→ Stored items from a collection
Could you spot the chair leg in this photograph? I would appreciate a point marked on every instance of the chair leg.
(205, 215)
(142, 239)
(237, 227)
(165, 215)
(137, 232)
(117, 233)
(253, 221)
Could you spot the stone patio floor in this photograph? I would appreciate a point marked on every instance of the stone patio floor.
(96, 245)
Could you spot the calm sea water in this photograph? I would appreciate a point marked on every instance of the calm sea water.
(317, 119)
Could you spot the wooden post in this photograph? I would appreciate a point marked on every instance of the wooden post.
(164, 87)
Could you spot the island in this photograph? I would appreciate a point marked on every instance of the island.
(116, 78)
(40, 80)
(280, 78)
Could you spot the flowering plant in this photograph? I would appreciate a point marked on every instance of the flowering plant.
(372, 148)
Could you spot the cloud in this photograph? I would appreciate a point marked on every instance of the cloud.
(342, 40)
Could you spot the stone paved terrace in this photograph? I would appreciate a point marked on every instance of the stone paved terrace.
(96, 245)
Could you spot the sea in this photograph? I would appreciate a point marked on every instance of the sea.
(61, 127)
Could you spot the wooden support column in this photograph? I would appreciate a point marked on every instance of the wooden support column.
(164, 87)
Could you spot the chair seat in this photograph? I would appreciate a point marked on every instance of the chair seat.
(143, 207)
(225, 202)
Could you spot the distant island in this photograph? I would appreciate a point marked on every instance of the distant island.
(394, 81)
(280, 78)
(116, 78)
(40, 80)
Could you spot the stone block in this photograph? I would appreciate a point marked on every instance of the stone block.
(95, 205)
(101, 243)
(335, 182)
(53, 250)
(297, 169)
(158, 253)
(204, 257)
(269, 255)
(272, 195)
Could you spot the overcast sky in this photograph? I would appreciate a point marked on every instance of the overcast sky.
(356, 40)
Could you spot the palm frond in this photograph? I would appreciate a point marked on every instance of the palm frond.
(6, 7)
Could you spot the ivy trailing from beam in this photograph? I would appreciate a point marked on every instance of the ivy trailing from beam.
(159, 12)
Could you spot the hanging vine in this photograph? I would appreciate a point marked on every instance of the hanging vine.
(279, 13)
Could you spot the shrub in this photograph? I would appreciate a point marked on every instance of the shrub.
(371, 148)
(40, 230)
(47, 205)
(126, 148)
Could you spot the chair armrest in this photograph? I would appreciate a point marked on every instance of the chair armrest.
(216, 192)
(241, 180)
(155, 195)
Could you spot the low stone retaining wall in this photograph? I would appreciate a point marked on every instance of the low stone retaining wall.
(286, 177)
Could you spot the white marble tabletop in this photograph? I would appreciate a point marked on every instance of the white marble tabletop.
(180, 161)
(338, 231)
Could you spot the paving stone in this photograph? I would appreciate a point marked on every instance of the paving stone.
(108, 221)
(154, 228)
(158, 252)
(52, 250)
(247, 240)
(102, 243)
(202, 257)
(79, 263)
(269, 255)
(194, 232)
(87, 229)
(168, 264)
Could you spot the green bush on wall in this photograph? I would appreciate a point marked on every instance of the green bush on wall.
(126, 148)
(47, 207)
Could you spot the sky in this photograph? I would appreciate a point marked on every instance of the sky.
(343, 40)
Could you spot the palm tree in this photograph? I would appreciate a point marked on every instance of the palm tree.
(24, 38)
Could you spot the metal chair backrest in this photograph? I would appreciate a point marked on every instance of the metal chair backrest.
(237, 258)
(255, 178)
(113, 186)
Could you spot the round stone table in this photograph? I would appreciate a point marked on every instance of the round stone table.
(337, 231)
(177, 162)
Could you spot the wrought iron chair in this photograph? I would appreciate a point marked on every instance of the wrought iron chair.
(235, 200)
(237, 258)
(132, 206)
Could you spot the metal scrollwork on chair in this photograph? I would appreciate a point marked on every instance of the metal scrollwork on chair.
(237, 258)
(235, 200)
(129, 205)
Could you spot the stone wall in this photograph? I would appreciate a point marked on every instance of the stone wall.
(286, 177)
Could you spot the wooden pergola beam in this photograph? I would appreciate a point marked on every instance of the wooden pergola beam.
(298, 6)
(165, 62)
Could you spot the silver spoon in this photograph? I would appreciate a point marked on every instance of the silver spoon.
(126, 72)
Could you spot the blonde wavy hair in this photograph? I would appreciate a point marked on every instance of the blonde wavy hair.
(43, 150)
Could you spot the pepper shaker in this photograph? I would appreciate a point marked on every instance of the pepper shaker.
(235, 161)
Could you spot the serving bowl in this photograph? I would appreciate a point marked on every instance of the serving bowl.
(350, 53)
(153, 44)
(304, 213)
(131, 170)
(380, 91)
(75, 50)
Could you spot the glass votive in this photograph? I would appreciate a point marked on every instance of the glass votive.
* * *
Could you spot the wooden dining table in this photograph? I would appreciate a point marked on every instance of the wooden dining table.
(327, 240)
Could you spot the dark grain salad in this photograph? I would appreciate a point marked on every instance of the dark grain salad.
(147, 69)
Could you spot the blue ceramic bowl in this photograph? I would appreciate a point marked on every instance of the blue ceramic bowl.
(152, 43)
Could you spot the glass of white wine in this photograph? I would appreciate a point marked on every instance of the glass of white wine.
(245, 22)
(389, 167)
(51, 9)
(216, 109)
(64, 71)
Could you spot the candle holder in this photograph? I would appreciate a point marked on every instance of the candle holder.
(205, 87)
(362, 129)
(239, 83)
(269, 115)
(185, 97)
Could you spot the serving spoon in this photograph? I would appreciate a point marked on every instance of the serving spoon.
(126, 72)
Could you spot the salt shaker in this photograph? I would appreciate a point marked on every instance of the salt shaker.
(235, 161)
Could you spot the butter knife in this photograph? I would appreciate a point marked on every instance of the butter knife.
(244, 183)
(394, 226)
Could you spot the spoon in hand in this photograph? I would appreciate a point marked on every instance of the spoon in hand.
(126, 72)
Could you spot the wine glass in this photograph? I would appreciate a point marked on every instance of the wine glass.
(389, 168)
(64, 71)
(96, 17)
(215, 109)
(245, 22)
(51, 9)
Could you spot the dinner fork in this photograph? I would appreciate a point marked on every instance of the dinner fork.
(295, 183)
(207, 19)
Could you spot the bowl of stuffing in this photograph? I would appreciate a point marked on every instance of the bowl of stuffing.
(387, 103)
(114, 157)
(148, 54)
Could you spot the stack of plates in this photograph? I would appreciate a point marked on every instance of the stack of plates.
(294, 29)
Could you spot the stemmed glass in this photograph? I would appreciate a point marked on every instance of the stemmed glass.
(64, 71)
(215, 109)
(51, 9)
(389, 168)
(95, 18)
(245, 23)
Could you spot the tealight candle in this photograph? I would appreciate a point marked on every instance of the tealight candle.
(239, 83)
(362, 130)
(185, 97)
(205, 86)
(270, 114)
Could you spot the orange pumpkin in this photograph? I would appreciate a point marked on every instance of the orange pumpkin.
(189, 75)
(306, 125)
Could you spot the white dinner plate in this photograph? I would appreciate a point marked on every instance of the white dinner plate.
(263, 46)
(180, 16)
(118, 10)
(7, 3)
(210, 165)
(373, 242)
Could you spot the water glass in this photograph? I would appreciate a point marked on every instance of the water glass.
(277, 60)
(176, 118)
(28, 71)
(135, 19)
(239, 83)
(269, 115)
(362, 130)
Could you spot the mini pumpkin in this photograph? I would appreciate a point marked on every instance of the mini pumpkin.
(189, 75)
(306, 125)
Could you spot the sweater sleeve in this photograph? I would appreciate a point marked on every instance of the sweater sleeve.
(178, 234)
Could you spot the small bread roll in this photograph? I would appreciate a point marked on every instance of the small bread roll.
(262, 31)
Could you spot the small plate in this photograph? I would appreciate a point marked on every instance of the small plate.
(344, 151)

→ Set exercise
Count the lines in the entries above that contain the string "shaker", matching case exactly, and reply with only that number.

→ Correct response
2